- **PROBLEM TO SOLVE**: Read through the records below and copy each line that uses the word "target".

-- Opening Marker --

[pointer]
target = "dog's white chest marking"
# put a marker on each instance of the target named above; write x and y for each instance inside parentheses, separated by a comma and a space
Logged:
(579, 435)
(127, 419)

-- Closing Marker --

- **RESPONSE TO THIS EXERCISE**:
target = "dog's white chest marking"
# put a marker on each instance of the target named above; write x and y for each instance inside parentheses, separated by a comma and a space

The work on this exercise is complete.